• [Record extracts]
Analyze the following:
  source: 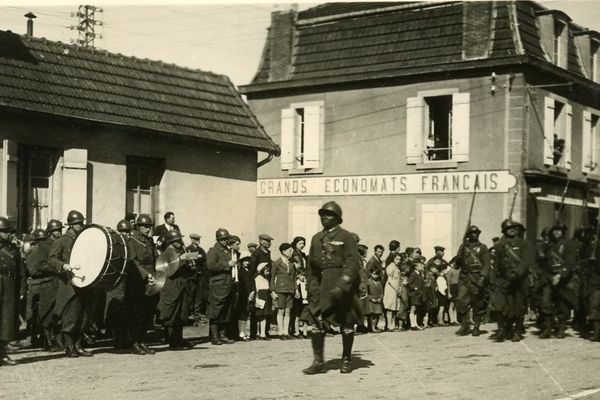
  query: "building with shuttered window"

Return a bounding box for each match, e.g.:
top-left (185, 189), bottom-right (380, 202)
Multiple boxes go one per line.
top-left (241, 1), bottom-right (600, 255)
top-left (0, 31), bottom-right (278, 244)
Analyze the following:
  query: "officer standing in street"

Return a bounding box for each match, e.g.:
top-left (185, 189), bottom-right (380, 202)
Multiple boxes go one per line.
top-left (490, 219), bottom-right (535, 342)
top-left (48, 210), bottom-right (93, 358)
top-left (540, 223), bottom-right (578, 339)
top-left (456, 225), bottom-right (490, 336)
top-left (0, 217), bottom-right (26, 365)
top-left (130, 214), bottom-right (159, 342)
top-left (206, 228), bottom-right (236, 345)
top-left (303, 201), bottom-right (362, 374)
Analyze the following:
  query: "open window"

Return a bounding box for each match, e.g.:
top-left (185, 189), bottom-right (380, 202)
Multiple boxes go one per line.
top-left (281, 102), bottom-right (324, 172)
top-left (406, 93), bottom-right (470, 164)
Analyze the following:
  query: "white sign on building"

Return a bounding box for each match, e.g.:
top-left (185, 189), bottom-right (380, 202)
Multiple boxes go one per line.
top-left (257, 170), bottom-right (517, 197)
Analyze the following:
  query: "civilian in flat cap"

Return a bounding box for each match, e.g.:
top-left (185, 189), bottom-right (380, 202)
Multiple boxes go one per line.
top-left (186, 233), bottom-right (208, 325)
top-left (271, 243), bottom-right (296, 340)
top-left (303, 201), bottom-right (362, 374)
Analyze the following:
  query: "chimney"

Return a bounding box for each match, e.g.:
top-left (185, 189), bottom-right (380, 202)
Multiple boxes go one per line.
top-left (269, 5), bottom-right (297, 81)
top-left (25, 11), bottom-right (37, 37)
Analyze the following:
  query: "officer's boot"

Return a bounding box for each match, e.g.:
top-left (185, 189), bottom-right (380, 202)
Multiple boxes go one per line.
top-left (62, 332), bottom-right (79, 358)
top-left (456, 313), bottom-right (471, 336)
top-left (556, 319), bottom-right (567, 339)
top-left (471, 314), bottom-right (481, 336)
top-left (340, 331), bottom-right (354, 374)
top-left (302, 332), bottom-right (325, 375)
top-left (0, 341), bottom-right (17, 366)
top-left (74, 337), bottom-right (94, 357)
top-left (592, 320), bottom-right (600, 342)
top-left (540, 315), bottom-right (553, 339)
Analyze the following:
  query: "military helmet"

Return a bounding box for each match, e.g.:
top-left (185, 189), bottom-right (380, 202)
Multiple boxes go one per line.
top-left (135, 214), bottom-right (154, 226)
top-left (467, 225), bottom-right (481, 233)
top-left (67, 210), bottom-right (85, 225)
top-left (163, 229), bottom-right (183, 244)
top-left (0, 217), bottom-right (14, 232)
top-left (117, 219), bottom-right (131, 232)
top-left (46, 219), bottom-right (64, 233)
top-left (31, 229), bottom-right (50, 242)
top-left (215, 228), bottom-right (229, 240)
top-left (319, 201), bottom-right (342, 222)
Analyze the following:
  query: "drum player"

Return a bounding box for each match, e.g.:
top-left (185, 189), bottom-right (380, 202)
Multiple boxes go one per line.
top-left (48, 210), bottom-right (93, 358)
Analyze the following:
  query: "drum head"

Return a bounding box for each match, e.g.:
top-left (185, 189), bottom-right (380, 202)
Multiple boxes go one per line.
top-left (69, 226), bottom-right (108, 287)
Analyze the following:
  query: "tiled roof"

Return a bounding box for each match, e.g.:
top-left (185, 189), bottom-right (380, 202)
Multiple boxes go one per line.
top-left (247, 1), bottom-right (583, 93)
top-left (0, 31), bottom-right (277, 151)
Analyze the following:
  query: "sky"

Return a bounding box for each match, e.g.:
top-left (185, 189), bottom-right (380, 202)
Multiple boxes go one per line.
top-left (0, 0), bottom-right (600, 86)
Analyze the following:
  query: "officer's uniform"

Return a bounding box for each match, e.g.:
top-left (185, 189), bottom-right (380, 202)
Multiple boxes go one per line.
top-left (27, 236), bottom-right (58, 347)
top-left (490, 220), bottom-right (535, 341)
top-left (206, 229), bottom-right (236, 344)
top-left (540, 224), bottom-right (578, 338)
top-left (456, 226), bottom-right (490, 335)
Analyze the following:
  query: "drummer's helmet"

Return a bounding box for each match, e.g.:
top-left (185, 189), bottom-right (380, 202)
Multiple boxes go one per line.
top-left (0, 217), bottom-right (13, 232)
top-left (164, 229), bottom-right (183, 244)
top-left (67, 210), bottom-right (85, 225)
top-left (319, 201), bottom-right (342, 223)
top-left (31, 229), bottom-right (50, 242)
top-left (135, 214), bottom-right (154, 226)
top-left (117, 219), bottom-right (131, 232)
top-left (215, 228), bottom-right (229, 241)
top-left (46, 219), bottom-right (64, 233)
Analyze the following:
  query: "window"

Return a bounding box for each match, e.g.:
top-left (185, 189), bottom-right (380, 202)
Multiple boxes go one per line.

• [What you are asked to do]
Return the listing above unchanged, apart from dropping its pictures.

• [Written reply]
Analyze the following:
  source: 
  query: "building with shuttered window"

Return a bounding box for each match, e.g.:
top-left (185, 189), bottom-right (380, 202)
Multiple boxes go one per line.
top-left (241, 1), bottom-right (600, 255)
top-left (0, 31), bottom-right (278, 244)
Analyze the following:
  query: "officer standing in street"

Return a bounding box for each match, e.g.:
top-left (185, 189), bottom-right (380, 202)
Multiple boxes go one per line.
top-left (490, 219), bottom-right (535, 342)
top-left (48, 210), bottom-right (93, 358)
top-left (540, 223), bottom-right (578, 339)
top-left (456, 225), bottom-right (490, 336)
top-left (0, 217), bottom-right (26, 365)
top-left (130, 214), bottom-right (159, 342)
top-left (206, 228), bottom-right (236, 345)
top-left (303, 201), bottom-right (362, 374)
Analyze the following:
  query: "open window"

Return a bounding box for each match, e.g.:
top-left (185, 189), bottom-right (380, 202)
Multiple boxes go one per line.
top-left (281, 102), bottom-right (324, 172)
top-left (406, 93), bottom-right (470, 164)
Analyze the following:
  query: "white sign on building"

Return a bounding box for each match, e.g.:
top-left (185, 189), bottom-right (380, 202)
Multiple boxes go one per line.
top-left (257, 170), bottom-right (517, 197)
Analyze the following:
  query: "civilian in flat cap"

Return a bounding box for each match, e.g.:
top-left (185, 189), bottom-right (380, 202)
Multiple boxes go one per line.
top-left (186, 233), bottom-right (208, 325)
top-left (271, 243), bottom-right (296, 340)
top-left (303, 201), bottom-right (362, 374)
Analyze the following:
  query: "chimney"

Return a bounding box for each match, e.g.:
top-left (185, 189), bottom-right (380, 202)
Multiple boxes go one per line.
top-left (269, 5), bottom-right (297, 81)
top-left (25, 11), bottom-right (37, 37)
Analyze the following:
  query: "officer's boot"

Return a bounding box for each match, e.g.:
top-left (185, 189), bottom-right (380, 202)
Multiple boxes go one per line.
top-left (62, 332), bottom-right (79, 358)
top-left (456, 313), bottom-right (471, 336)
top-left (556, 319), bottom-right (567, 339)
top-left (471, 314), bottom-right (481, 336)
top-left (340, 331), bottom-right (354, 374)
top-left (302, 332), bottom-right (325, 375)
top-left (0, 341), bottom-right (17, 366)
top-left (74, 337), bottom-right (94, 357)
top-left (592, 320), bottom-right (600, 342)
top-left (540, 315), bottom-right (553, 339)
Analyze the following:
  query: "military helmet"

Return a bounding box for each match, e.g.:
top-left (185, 189), bottom-right (380, 202)
Multiple boxes go one per line.
top-left (135, 214), bottom-right (154, 226)
top-left (467, 225), bottom-right (481, 233)
top-left (67, 210), bottom-right (85, 225)
top-left (163, 229), bottom-right (183, 244)
top-left (0, 217), bottom-right (14, 232)
top-left (117, 219), bottom-right (131, 232)
top-left (46, 219), bottom-right (64, 233)
top-left (31, 229), bottom-right (50, 242)
top-left (215, 228), bottom-right (229, 240)
top-left (319, 201), bottom-right (342, 222)
Analyze the following:
  query: "drum player"

Return a bounding box for each match, e.g.:
top-left (185, 189), bottom-right (380, 202)
Multiple boxes go one per line.
top-left (48, 210), bottom-right (93, 358)
Analyze the following:
  query: "drum head"

Return a bounding box for each match, e.g.:
top-left (185, 189), bottom-right (380, 202)
Multiple boxes go one per line.
top-left (69, 226), bottom-right (108, 287)
Analyze the following:
  query: "tiled roof"

Return a bounding box for each match, e.g.:
top-left (185, 189), bottom-right (380, 202)
Multiple boxes go one per line.
top-left (247, 1), bottom-right (583, 93)
top-left (0, 31), bottom-right (277, 151)
Analyze the following:
  query: "sky"

Return a bounding box for each match, e.g.:
top-left (185, 189), bottom-right (380, 202)
Multiple boxes go one per line.
top-left (0, 0), bottom-right (600, 86)
Analyze the following:
  query: "officer's uniform"

Return a bounding box for each match, e.g.:
top-left (185, 189), bottom-right (380, 202)
Multiple boxes go one per line.
top-left (27, 236), bottom-right (58, 347)
top-left (490, 220), bottom-right (535, 341)
top-left (206, 229), bottom-right (236, 344)
top-left (540, 224), bottom-right (578, 338)
top-left (456, 226), bottom-right (490, 335)
Analyze the following:
  query: "drummer's helmet"

Return a bounding box for each match, e.g.:
top-left (185, 189), bottom-right (380, 202)
Multiple boxes go one per line.
top-left (0, 217), bottom-right (13, 232)
top-left (164, 229), bottom-right (183, 244)
top-left (67, 210), bottom-right (85, 225)
top-left (319, 201), bottom-right (342, 223)
top-left (31, 229), bottom-right (50, 242)
top-left (135, 214), bottom-right (154, 226)
top-left (117, 219), bottom-right (131, 232)
top-left (215, 228), bottom-right (229, 241)
top-left (46, 219), bottom-right (64, 233)
Analyze the following:
  query: "window"

Return a bounding box for each match, e.g.:
top-left (185, 189), bottom-right (380, 202)
Multiple boxes go one per line.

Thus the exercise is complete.